- WORK INSTRUCTION -
Every entry in the data is to be written out exactly; no picture belongs in the copy.

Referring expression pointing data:
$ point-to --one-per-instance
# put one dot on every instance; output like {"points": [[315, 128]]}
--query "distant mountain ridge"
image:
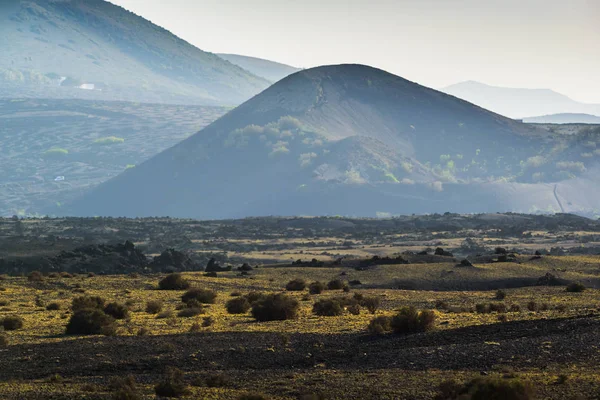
{"points": [[96, 50], [519, 103], [565, 118], [355, 140], [270, 70]]}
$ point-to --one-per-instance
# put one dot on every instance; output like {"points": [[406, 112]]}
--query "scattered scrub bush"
{"points": [[204, 296], [328, 308], [91, 322], [173, 282], [238, 305], [316, 287], [295, 285], [410, 320]]}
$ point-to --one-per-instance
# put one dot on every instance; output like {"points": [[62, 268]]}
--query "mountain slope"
{"points": [[566, 118], [519, 103], [349, 139], [270, 70], [94, 49]]}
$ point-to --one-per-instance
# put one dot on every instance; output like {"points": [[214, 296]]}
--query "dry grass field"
{"points": [[501, 322]]}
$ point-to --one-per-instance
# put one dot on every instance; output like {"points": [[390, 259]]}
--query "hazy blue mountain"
{"points": [[564, 119], [519, 103], [95, 50], [270, 70], [355, 140]]}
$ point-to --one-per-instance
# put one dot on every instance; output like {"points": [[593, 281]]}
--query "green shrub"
{"points": [[316, 287], [296, 285], [486, 388], [335, 284], [116, 310], [275, 307], [328, 308], [204, 296], [371, 303], [410, 320], [125, 389], [238, 305], [173, 282], [380, 325], [190, 312], [252, 396], [12, 323], [172, 384], [35, 276], [87, 302], [575, 288], [91, 322], [154, 306], [253, 297]]}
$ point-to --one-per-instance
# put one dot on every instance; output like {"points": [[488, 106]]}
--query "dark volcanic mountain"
{"points": [[93, 49], [354, 140]]}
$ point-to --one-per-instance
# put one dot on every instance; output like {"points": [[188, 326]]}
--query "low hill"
{"points": [[564, 119], [53, 149], [93, 49], [354, 140], [270, 70], [519, 103]]}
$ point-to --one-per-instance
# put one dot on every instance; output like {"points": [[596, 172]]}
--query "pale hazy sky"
{"points": [[518, 43]]}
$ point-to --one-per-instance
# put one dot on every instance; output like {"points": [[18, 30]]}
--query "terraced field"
{"points": [[84, 142]]}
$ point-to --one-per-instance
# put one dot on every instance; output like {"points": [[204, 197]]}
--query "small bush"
{"points": [[575, 288], [253, 297], [204, 296], [87, 302], [410, 320], [35, 276], [371, 303], [238, 305], [328, 308], [497, 307], [252, 396], [125, 389], [12, 323], [190, 312], [335, 284], [316, 287], [275, 307], [172, 384], [173, 282], [532, 306], [116, 310], [91, 322], [154, 306], [486, 388], [354, 309], [296, 285], [380, 325]]}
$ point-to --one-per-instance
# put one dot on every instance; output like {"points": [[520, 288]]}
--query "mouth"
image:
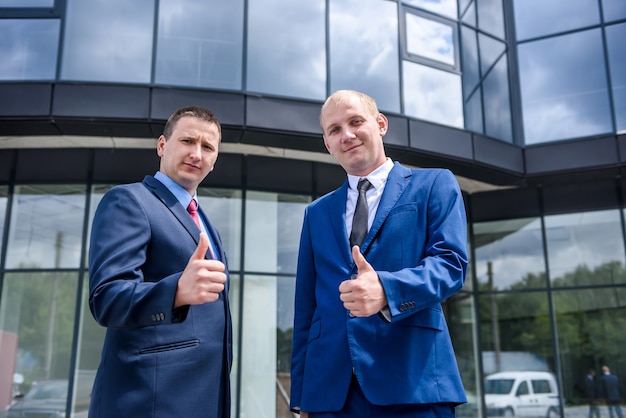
{"points": [[352, 148], [192, 166]]}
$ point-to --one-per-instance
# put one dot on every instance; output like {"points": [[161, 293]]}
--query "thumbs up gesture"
{"points": [[202, 280], [363, 296]]}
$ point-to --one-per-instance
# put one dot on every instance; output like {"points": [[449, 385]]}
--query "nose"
{"points": [[196, 151], [348, 135]]}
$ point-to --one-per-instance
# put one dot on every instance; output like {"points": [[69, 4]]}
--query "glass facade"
{"points": [[546, 287]]}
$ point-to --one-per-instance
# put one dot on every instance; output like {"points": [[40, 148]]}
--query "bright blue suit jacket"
{"points": [[156, 361], [417, 245]]}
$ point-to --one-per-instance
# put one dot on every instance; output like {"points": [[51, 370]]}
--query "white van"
{"points": [[522, 394]]}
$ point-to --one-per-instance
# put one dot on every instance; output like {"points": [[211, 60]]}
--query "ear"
{"points": [[383, 124], [326, 145], [160, 145]]}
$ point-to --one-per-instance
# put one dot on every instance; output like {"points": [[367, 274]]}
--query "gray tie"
{"points": [[359, 222]]}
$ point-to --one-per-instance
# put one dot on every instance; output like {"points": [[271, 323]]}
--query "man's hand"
{"points": [[202, 280], [363, 296]]}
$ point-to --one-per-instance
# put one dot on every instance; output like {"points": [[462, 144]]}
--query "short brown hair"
{"points": [[193, 111], [342, 95]]}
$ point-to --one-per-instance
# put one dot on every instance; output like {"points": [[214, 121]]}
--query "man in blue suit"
{"points": [[159, 283], [370, 338]]}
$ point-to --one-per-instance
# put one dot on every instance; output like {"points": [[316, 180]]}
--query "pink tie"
{"points": [[193, 211]]}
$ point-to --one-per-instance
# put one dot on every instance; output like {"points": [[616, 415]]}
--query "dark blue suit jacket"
{"points": [[417, 245], [156, 361]]}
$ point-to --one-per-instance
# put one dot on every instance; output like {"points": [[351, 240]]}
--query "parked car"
{"points": [[48, 398], [522, 394]]}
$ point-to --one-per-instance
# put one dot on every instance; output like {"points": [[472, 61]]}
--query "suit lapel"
{"points": [[397, 182], [170, 201], [336, 216]]}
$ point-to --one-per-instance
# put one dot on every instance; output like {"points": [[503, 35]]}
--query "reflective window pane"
{"points": [[474, 112], [28, 49], [461, 319], [469, 57], [26, 3], [509, 254], [490, 51], [590, 327], [36, 325], [200, 43], [497, 102], [432, 95], [89, 349], [535, 18], [442, 7], [616, 47], [491, 17], [564, 87], [469, 17], [4, 193], [613, 9], [273, 225], [108, 40], [223, 208], [364, 50], [46, 226], [585, 248], [268, 327], [518, 355], [259, 335], [287, 48], [515, 334], [430, 39]]}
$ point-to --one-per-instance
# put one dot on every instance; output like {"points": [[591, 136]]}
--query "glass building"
{"points": [[524, 100]]}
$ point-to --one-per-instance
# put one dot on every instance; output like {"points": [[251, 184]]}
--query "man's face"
{"points": [[353, 135], [190, 153]]}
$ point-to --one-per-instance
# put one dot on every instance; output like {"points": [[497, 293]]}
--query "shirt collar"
{"points": [[377, 177], [177, 190]]}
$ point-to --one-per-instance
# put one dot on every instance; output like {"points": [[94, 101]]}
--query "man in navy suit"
{"points": [[610, 390], [370, 338], [159, 284]]}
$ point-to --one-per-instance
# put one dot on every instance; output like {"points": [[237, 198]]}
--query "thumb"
{"points": [[201, 249], [361, 263]]}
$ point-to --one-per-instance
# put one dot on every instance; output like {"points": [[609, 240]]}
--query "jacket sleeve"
{"points": [[303, 312], [439, 269], [119, 295]]}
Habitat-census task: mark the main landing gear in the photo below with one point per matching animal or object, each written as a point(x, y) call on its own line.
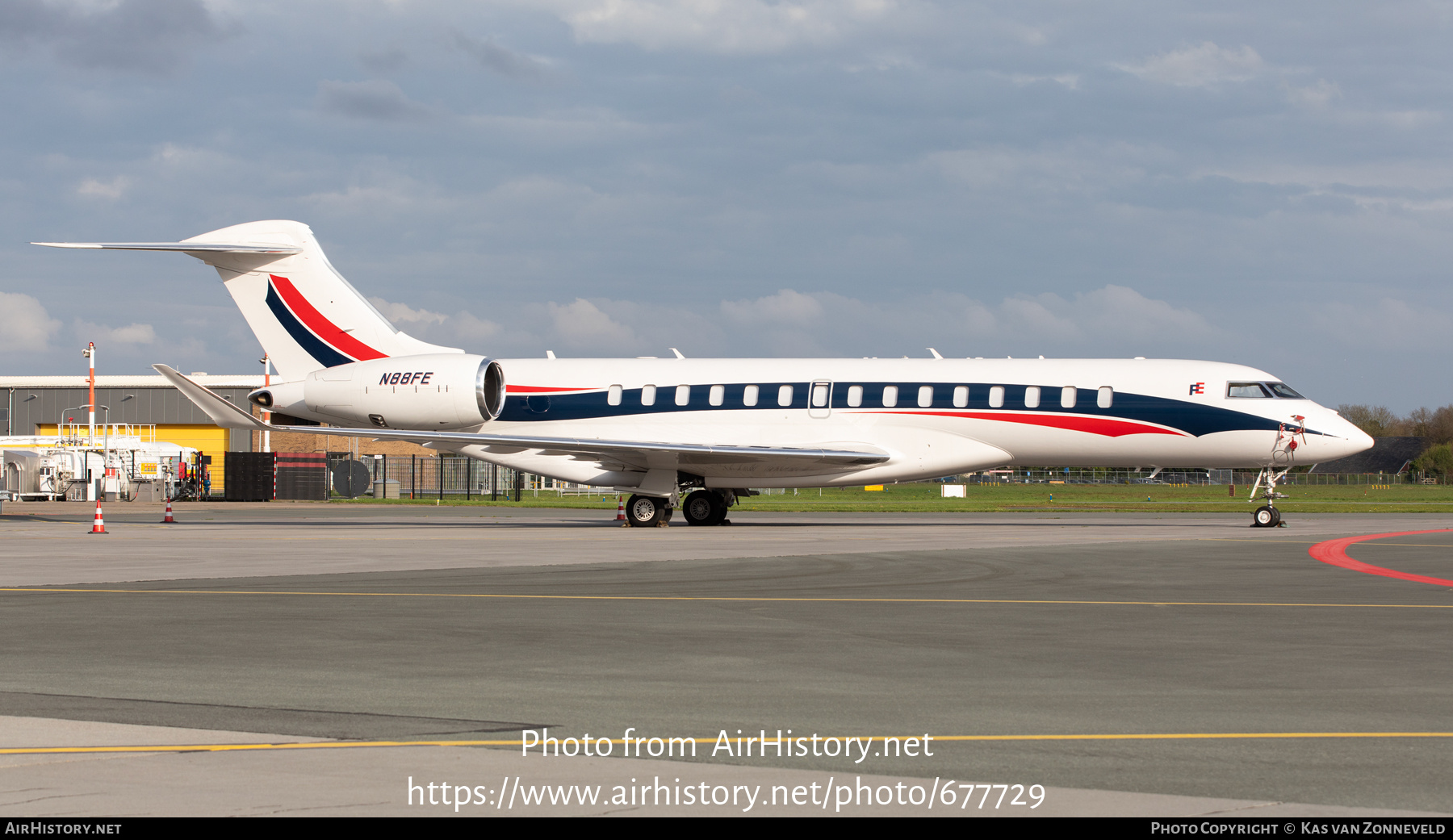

- RESPONSE TO THE EXERCISE -
$ point-to --one-per-instance
# put one dot on every instance; output like {"points": [[315, 128]]}
--query "distant mountain ridge"
image:
{"points": [[96, 50], [519, 103], [565, 118], [355, 140], [270, 70]]}
$ point-to --one-per-instance
# put one dot on every instance; output like {"points": [[406, 112]]}
--query "scattered scrub bush"
{"points": [[204, 296], [328, 308], [91, 322], [173, 282], [238, 305], [316, 287], [295, 285], [410, 320]]}
$ point-to --one-per-instance
# put one dot on every instance; output like {"points": [[62, 268]]}
--query "mountain slope"
{"points": [[566, 118], [519, 103], [349, 139], [270, 70], [94, 49]]}
$ point-to --one-per-instance
# put one dot on every instance; output like {"points": [[214, 296]]}
--query "dry grass field"
{"points": [[501, 322]]}
$ point-to --one-per-instance
# put one dot on every instance; output like {"points": [[390, 259]]}
--query "hazy blue mountain"
{"points": [[564, 119], [519, 103], [95, 50], [270, 70], [355, 140]]}
$ point-to --one-per-instance
# put one dot on every instance; output like {"points": [[593, 281]]}
--query "green shrub"
{"points": [[316, 287], [296, 285], [486, 388], [335, 284], [116, 310], [275, 307], [328, 308], [204, 296], [371, 303], [410, 320], [125, 389], [238, 305], [173, 282], [380, 325], [190, 312], [252, 396], [12, 323], [172, 384], [35, 276], [87, 302], [575, 288], [91, 322], [154, 306], [253, 297]]}
$ point-to --one-per-instance
# put one dot on every instance; output like {"points": [[488, 106]]}
--query "dark volcanic mountain"
{"points": [[93, 49], [354, 140]]}
$ point-to --one-per-instance
# put one dot on every instance; output like {"points": [[188, 326]]}
--query "low hill"
{"points": [[564, 119], [53, 149], [93, 49], [354, 140], [270, 70], [519, 103]]}
$ point-to --one-per-instance
# put one dot on every instance; output like {"points": [[596, 172]]}
--query "pale hazy sky"
{"points": [[518, 43]]}
$ point-to --one-per-instance
# put one dot on every instance; output like {"points": [[18, 30]]}
--query "terraced field"
{"points": [[84, 142]]}
$ point-to --one-per-instance
# put one dot on every instance; output like {"points": [[204, 197]]}
--query "small bush"
{"points": [[575, 288], [253, 297], [204, 296], [87, 302], [410, 320], [35, 276], [371, 303], [238, 305], [328, 308], [497, 307], [252, 396], [125, 389], [12, 323], [190, 312], [335, 284], [316, 287], [275, 307], [172, 384], [173, 282], [532, 306], [116, 310], [91, 322], [154, 306], [486, 388], [354, 309], [296, 285], [380, 325]]}
$ point-to --one-per-instance
# put one dot on every instance; output like {"points": [[520, 288]]}
--query "mouth"
image:
{"points": [[352, 148], [192, 166]]}
$ point-to --one-per-instance
# put one dot on every instance; output like {"points": [[161, 293]]}
--query "thumbs up gesture"
{"points": [[202, 280], [363, 296]]}
$ point-to --one-per-instance
# put one dot on every instance; output like {"points": [[449, 385]]}
--query "nose"
{"points": [[196, 151], [348, 135]]}
$ point-to --one-per-instance
# put one dot on every instance; output like {"points": [[69, 4]]}
--query "glass facade"
{"points": [[546, 287]]}
$ point-to --one-per-instance
# put one dot on every instance; output like {"points": [[40, 148]]}
--query "bright blue suit jacket"
{"points": [[156, 361], [417, 245]]}
$ point-to --one-per-instance
# put one dot on every instance; output like {"points": [[51, 370]]}
--query "white van"
{"points": [[522, 394]]}
$ point-to --one-per-instance
# put one dot on every instance; output like {"points": [[211, 60]]}
--query "ear"
{"points": [[383, 124], [326, 145], [160, 145]]}
$ point-to --one-per-instance
# put one dot on every instance; output like {"points": [[367, 274]]}
--query "gray tie"
{"points": [[359, 222]]}
$ point-to --one-per-instance
# put one dot on every instance; output like {"points": [[271, 323]]}
--query "man's hand"
{"points": [[202, 280], [363, 296]]}
$ point-to --one-per-instance
# put one dot on every instance; output like {"points": [[462, 144]]}
--query "short brown hair"
{"points": [[193, 111], [342, 95]]}
$ point-to --one-per-instance
# put one dot on every instance; output like {"points": [[214, 121]]}
--query "man in blue suit"
{"points": [[159, 283], [370, 338]]}
$ point-to --one-per-instance
# put one dot on every instance; output like {"points": [[316, 180]]}
--query "pink tie"
{"points": [[193, 211]]}
$ point-to --one-per-instance
# put one dot on every instance; output like {"points": [[616, 415]]}
--query "dark blue suit jacket"
{"points": [[417, 245], [156, 361]]}
$ point-to --one-per-instance
# put one dot on every instance; output like {"points": [[351, 240]]}
--query "parked car"
{"points": [[48, 398], [522, 394]]}
$ point-to --one-per-instance
# put one dot on every instance; output like {"points": [[472, 61]]}
--query "suit lapel"
{"points": [[397, 182], [170, 201], [336, 216]]}
$ point-to --one-per-instance
# put one dot on every instance; output like {"points": [[503, 35]]}
--query "reflective window pane"
{"points": [[474, 112], [28, 49], [461, 319], [469, 57], [26, 3], [509, 254], [490, 51], [590, 327], [36, 325], [200, 43], [497, 102], [432, 95], [89, 349], [535, 18], [442, 7], [616, 47], [491, 17], [564, 87], [469, 17], [4, 193], [613, 9], [273, 225], [108, 40], [223, 208], [364, 50], [46, 226], [585, 248], [268, 327], [518, 355], [259, 335], [287, 48], [515, 334], [430, 39]]}
$ point-to --one-per-instance
# put one dot on every instance; output like {"points": [[591, 136]]}
--query "glass building"
{"points": [[524, 100]]}
$ point-to --one-per-instance
# put one dot on every instance; output like {"points": [[251, 184]]}
--query "man's face"
{"points": [[353, 135], [190, 153]]}
$ point-to --one-per-instance
# put one dot on every instance; output like {"points": [[497, 293]]}
--query "shirt collar"
{"points": [[377, 177], [177, 190]]}
$ point-to --one-per-instance
# put one dot on every instance; output like {"points": [[94, 101]]}
--query "man in navy suit"
{"points": [[610, 390], [370, 338], [159, 284]]}
$ point-to --one-per-instance
# put one dot on every instance; output like {"points": [[237, 198]]}
--query "thumb"
{"points": [[201, 249], [361, 263]]}
$ point-to --one-per-instance
# put one dot on every instance; output like {"points": [[609, 240]]}
--query "jacket sleeve"
{"points": [[303, 312], [439, 269], [119, 295]]}
Habitat-census task: mark the main landing gear in the photo below with one point per matching animal or object, each written as a point(x, y) call on its own line.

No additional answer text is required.